Dataset excerpts:

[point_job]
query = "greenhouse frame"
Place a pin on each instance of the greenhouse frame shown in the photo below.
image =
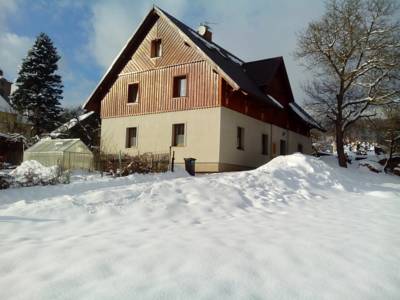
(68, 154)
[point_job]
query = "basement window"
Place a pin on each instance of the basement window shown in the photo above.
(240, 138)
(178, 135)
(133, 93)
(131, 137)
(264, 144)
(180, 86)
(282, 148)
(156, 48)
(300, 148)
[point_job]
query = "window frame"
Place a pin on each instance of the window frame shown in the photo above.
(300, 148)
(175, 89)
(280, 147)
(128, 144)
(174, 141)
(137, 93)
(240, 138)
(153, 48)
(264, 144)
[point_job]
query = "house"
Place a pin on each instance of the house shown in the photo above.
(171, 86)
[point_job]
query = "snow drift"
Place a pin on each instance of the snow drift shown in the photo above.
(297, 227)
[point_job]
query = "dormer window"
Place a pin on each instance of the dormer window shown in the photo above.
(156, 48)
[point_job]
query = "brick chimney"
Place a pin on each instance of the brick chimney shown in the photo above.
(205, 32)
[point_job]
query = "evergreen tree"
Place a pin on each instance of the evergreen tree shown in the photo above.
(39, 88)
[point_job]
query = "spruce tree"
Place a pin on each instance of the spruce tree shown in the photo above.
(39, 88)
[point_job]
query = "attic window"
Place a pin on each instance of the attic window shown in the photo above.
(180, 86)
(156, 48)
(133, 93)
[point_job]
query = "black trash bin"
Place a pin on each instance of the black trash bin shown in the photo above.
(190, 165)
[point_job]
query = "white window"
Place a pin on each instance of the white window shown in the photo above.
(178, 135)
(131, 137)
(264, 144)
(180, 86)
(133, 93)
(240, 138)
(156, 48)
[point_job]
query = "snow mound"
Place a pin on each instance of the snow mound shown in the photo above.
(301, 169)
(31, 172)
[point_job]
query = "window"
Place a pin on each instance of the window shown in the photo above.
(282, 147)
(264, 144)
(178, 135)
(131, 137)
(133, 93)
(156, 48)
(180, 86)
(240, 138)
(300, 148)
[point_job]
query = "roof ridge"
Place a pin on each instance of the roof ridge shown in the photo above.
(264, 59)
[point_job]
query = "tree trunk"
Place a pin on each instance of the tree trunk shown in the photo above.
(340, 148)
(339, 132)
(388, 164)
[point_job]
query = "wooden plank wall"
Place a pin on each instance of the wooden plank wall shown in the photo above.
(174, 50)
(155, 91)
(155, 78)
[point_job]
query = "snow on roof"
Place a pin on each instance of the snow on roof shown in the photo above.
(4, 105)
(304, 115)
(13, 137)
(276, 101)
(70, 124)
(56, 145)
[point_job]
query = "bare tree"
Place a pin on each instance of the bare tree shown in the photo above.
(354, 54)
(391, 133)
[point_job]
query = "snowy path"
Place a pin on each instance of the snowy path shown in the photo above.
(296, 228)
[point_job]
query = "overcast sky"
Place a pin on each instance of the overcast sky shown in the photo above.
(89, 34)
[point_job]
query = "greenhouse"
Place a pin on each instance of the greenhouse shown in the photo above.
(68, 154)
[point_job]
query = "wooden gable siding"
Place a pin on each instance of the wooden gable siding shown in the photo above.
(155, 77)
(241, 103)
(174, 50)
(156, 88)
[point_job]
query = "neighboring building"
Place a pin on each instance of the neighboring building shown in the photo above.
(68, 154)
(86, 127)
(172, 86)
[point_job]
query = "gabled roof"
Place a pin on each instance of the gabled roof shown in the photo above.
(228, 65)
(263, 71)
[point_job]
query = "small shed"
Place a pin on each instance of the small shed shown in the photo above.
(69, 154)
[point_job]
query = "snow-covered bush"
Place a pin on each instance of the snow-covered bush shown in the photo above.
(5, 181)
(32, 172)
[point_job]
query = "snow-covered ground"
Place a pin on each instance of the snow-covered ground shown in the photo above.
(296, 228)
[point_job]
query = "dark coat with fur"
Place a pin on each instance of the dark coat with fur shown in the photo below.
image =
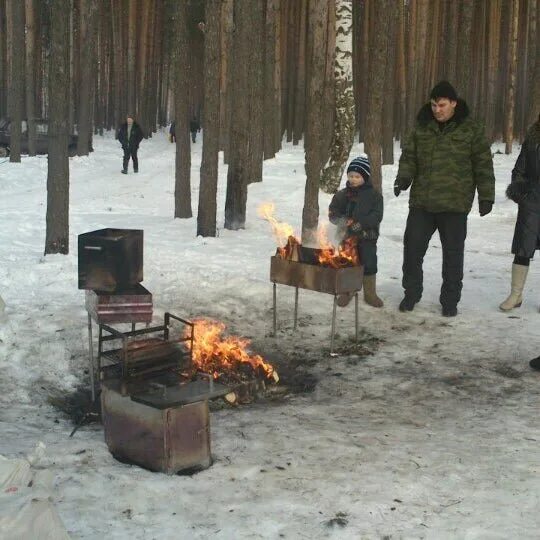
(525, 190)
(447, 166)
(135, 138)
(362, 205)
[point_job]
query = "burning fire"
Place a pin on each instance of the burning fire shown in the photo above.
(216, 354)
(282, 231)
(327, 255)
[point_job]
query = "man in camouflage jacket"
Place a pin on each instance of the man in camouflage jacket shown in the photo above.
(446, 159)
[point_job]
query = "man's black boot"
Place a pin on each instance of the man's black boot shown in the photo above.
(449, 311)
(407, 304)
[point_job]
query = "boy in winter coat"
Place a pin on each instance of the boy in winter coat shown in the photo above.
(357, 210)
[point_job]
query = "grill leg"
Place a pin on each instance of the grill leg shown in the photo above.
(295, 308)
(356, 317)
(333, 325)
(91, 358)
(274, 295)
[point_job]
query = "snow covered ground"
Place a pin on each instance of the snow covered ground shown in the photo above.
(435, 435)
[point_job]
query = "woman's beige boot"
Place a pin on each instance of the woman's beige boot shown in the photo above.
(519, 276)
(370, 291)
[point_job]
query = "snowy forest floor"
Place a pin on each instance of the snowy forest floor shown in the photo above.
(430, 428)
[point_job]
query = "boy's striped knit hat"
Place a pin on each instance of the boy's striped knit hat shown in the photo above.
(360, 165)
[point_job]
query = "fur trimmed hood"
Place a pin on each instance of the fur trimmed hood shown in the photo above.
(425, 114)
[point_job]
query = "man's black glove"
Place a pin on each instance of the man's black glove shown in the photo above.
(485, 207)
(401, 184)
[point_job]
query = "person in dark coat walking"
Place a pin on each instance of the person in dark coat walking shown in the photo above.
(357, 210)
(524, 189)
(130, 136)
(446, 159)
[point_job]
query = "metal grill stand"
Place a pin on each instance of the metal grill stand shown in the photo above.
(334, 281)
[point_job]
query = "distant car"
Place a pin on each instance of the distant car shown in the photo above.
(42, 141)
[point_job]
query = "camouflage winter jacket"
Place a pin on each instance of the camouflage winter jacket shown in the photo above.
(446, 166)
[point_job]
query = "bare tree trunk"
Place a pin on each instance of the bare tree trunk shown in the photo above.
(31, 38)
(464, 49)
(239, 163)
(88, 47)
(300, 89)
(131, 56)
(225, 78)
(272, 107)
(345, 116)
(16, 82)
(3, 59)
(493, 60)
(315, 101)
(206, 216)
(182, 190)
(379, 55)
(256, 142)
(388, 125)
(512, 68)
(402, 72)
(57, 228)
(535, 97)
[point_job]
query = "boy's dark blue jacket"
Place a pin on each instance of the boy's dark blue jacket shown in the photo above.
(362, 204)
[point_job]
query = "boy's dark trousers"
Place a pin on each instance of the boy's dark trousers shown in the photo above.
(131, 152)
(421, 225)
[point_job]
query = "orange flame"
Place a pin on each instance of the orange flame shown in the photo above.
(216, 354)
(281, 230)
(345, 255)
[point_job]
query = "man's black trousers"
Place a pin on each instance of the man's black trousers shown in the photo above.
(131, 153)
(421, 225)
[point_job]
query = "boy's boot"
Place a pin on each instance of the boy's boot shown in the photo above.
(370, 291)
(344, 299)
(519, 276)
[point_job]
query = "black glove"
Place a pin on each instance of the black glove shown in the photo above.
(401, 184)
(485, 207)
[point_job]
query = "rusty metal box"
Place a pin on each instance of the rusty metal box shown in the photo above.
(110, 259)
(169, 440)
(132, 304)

Request:
All of the lines above should be retyped precisely, apart from the pictures.

Answer to the task:
[point_job]
query = "greenhouse frame"
Place a pin on each instance of the greenhouse frame shown in the photo below.
image =
(68, 154)
[point_job]
query = "basement window"
Place a pin on each instance of the basement window shown in the photo above.
(240, 138)
(178, 135)
(133, 93)
(131, 137)
(264, 144)
(180, 86)
(282, 148)
(156, 48)
(300, 148)
[point_job]
query = "window frame"
Place a pin on each instance of the window frame shown in the photo above.
(300, 148)
(175, 89)
(280, 147)
(128, 144)
(174, 141)
(137, 93)
(240, 138)
(153, 48)
(264, 144)
[point_job]
query = "house"
Place a pin on each instance of the house shown in the photo above.
(171, 86)
[point_job]
query = "snow drift"
Place a pin on each instance of the snow drift shown in the photo above.
(297, 227)
[point_job]
query = "dormer window"
Place a pin on each instance of the dormer window shown in the photo above.
(156, 48)
[point_job]
query = "brick chimney"
Place a pin on each instance of the brick chimney shown in the photo above.
(205, 32)
[point_job]
query = "evergreen tree"
Place a pin on each instance of the evergreen tree shown in the photo above.
(39, 88)
[point_job]
query = "spruce tree"
Place a pin on each instance of the spruce tree shown in the photo above.
(39, 88)
[point_job]
query = "attic window"
Place a pin on each instance of the attic window shown in the photo above.
(180, 86)
(156, 48)
(133, 93)
[point_job]
query = "black trash bin"
Place a pin on each instance of the black trash bin shown in the photo above.
(190, 165)
[point_job]
query = "white window"
Place a pin on each instance of the white window shown in the photo above.
(178, 135)
(131, 137)
(264, 144)
(180, 86)
(133, 93)
(240, 138)
(156, 48)
[point_job]
query = "snow mound"
Place a pin on each instance of the snow mound shown in the photo above.
(301, 169)
(31, 172)
[point_job]
query = "window"
Place a pin on each instance of the window shown in the photo above.
(282, 147)
(264, 144)
(178, 135)
(131, 137)
(133, 93)
(156, 48)
(180, 86)
(240, 138)
(300, 148)
[point_job]
query = "roof ridge"
Place a pin on each instance of the roof ridge shown in the photo above.
(264, 59)
[point_job]
query = "tree trunk"
Place a pin on each instance of the tree trunk shown in the photo above.
(340, 148)
(339, 132)
(388, 164)
[point_job]
query = "wooden plank wall"
Place a pin on each instance of the wooden plank wall shown in the photo above.
(174, 50)
(155, 91)
(155, 78)
[point_job]
query = "snow on roof"
Place a pin on each instance of the snow on roof shown in the photo above.
(4, 105)
(304, 115)
(13, 137)
(276, 101)
(70, 124)
(56, 145)
[point_job]
query = "bare tree"
Place a pin on each instance of the bare tree shown in the photo above.
(354, 54)
(391, 133)
[point_job]
query = "snowy path"
Place a pin on each instance of the snowy path shown in the photo above.
(296, 228)
[point_job]
query = "overcast sky"
Place a pin on each instance of the overcast sky shown in the photo above.
(89, 34)
[point_job]
query = "greenhouse"
Place a pin on each instance of the greenhouse shown in the photo above.
(68, 154)
[point_job]
query = "wooden gable siding"
Place a pin on each instance of the wooden gable siding shown in the photo above.
(155, 77)
(241, 103)
(174, 50)
(156, 88)
[point_job]
query = "neighboring building"
Place a pin on each instance of the neighboring building shown in the photo above.
(68, 154)
(86, 127)
(172, 86)
[point_job]
query = "gabled roof"
Place a pin on each instance of the gabled roof shown in the photo above.
(228, 65)
(263, 71)
[point_job]
query = "small shed"
Place a pin on each instance of the small shed shown in the photo above.
(69, 154)
[point_job]
query = "snow-covered bush"
Place a pin on each instance of the snow-covered bush shown in the photo above.
(5, 181)
(32, 172)
[point_job]
query = "snow-covered ground"
Place a pin on each instance of the snow-covered ground shown in the photo above.
(296, 228)
[point_job]
query = "dark coat with fur"
Place a pin on each instance of the dark coat with fur shown in the photo below.
image =
(525, 190)
(447, 166)
(135, 138)
(362, 205)
[point_job]
query = "burning fire"
Place a pin on each instance of the burning fire shown in the photo above.
(216, 354)
(282, 231)
(327, 255)
[point_job]
query = "man in camouflage jacket"
Place a pin on each instance of the man in camouflage jacket shown in the photo above.
(446, 159)
[point_job]
query = "man's black boot"
Place a pin on each instance of the man's black boot shown in the photo above.
(449, 311)
(407, 304)
[point_job]
query = "boy in winter coat"
Place a pin on each instance of the boy in winter coat shown in the photo above.
(357, 210)
[point_job]
query = "grill leg"
Place a pin on each instance of the grill leg shown in the photo above.
(295, 308)
(356, 317)
(333, 325)
(91, 358)
(274, 295)
[point_job]
query = "snow covered ground"
Place a pin on each instance of the snow covered ground shown in the photo above.
(435, 435)
[point_job]
query = "woman's beige boot"
Place a pin on each instance of the woman's beige boot shown in the photo above.
(519, 276)
(370, 291)
[point_job]
query = "snowy forest floor"
Place a pin on each instance of the snowy forest floor shown in the photo above.
(430, 428)
[point_job]
query = "boy's striped knit hat"
Place a pin on each instance of the boy's striped knit hat shown in the photo above.
(360, 165)
[point_job]
query = "fur trimmed hood"
Place a pin on each instance of the fur trimmed hood shown in the photo above.
(425, 114)
[point_job]
query = "man's black glove"
Place a pin on each instance of the man's black glove shown in the photo above.
(485, 207)
(401, 184)
[point_job]
query = "person in dark coat walking"
Place a pin on each instance of the person in dark coat walking shown in the photo above.
(357, 210)
(524, 189)
(130, 136)
(446, 159)
[point_job]
query = "metal grill stand"
Place a pin on each instance of the metal grill stand shown in the photo above.
(334, 281)
[point_job]
query = "distant car"
Place a pin on each instance of the distant car shown in the photo above.
(42, 141)
[point_job]
query = "camouflage winter jacket"
Place a pin on each instance of the camouflage winter jacket shown in the photo above.
(446, 166)
[point_job]
query = "bare tree trunk"
Place a pin on each instance of the bare tree trunk shown in the photo above.
(31, 38)
(464, 49)
(239, 163)
(88, 47)
(300, 89)
(131, 56)
(225, 78)
(272, 107)
(345, 116)
(16, 82)
(3, 59)
(493, 60)
(315, 101)
(206, 216)
(182, 190)
(379, 55)
(256, 142)
(388, 125)
(512, 68)
(402, 72)
(57, 228)
(535, 97)
[point_job]
query = "boy's dark blue jacket"
Place a pin on each instance of the boy's dark blue jacket shown in the photo above.
(362, 204)
[point_job]
query = "boy's dark trousers"
Place a pin on each instance of the boy's dark trousers shown in the photo above.
(131, 152)
(421, 225)
[point_job]
query = "orange flame"
Place a pin on each instance of the orange flame shown in the photo above.
(216, 354)
(281, 230)
(345, 255)
[point_job]
query = "man's black trousers"
Place a pin on each instance of the man's black trousers shown in the photo above.
(131, 153)
(421, 225)
[point_job]
query = "boy's boot"
Place a pin on each instance of the boy's boot shown in the photo above.
(370, 291)
(344, 299)
(519, 276)
[point_job]
query = "black glove"
Place a pin on each instance of the black glove shown in the photo above.
(401, 184)
(485, 207)
[point_job]
query = "rusty metal box"
Place a pin on each instance of the rusty metal box shown in the photo above.
(110, 259)
(169, 440)
(132, 304)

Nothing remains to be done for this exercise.